**REQUESTS**:
- A) According to the article on the Douglas County water dispute, for what purpose does Public Water Supply District No. 25 seek to condemn several acres of farmland?
- B) Resume the news article about the Douglas County water rights case, continuing from its final sentence.

**SOURCE DOCUMENT**:
Court: Water case may not be ripe for review

Dispute concerns effort to condemn area farmland

? Kansas Supreme Court justices Tuesday questioned whether they should get into a Douglas County case that involves a fight over condemnation of land and acquisition of water rights.

The dispute is over a move by Public Water Supply District No. 25 to condemn several acres of farmland for the purpose of drilling test water wells. The district also has applied for new water rights for groundwater in the area.

Bradley Finkeldei, an attorney representing landowners Gregory and Charlee Shipe, said the water district doesn’t have the right to seek a water right through condemnation proceedings.

“They can condemn land but not for the purpose of acquiring water rights,” Finkeldei said.

But Justice Lee Johnson argued that there is no water right there currently. That issue is being decided by the state’s Division of Water Resources, he said.

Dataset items
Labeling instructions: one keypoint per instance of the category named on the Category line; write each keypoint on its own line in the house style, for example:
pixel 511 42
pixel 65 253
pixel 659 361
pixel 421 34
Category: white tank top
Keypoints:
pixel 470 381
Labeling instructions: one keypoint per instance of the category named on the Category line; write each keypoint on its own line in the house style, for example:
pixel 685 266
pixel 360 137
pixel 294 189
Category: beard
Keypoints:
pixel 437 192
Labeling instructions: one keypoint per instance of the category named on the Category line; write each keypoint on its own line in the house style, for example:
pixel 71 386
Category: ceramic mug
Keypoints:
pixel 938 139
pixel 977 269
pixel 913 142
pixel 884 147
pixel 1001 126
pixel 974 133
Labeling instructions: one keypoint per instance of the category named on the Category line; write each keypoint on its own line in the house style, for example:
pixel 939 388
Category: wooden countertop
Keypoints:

**THE REPLIES**:
- A) To drill test water wells.

- B)
Justice Marla Luckert said that the court may not be in a position to decide the matter since there was an administrative process going on to determine the water rights.

“Aren’t we an action ahead of where these arguments should be?” Luckert said.

Gary Hanson, an attorney representing the water district, said the landowners were properly paid through condemnation proceedings for the temporary “taking” of their land. Shipe was awarded $1,310, but he said he didn’t take it.

But Hanson said the groundwater belongs to the state, not the landowners because no water right there has been allocated.

“It’s not their water,” he said.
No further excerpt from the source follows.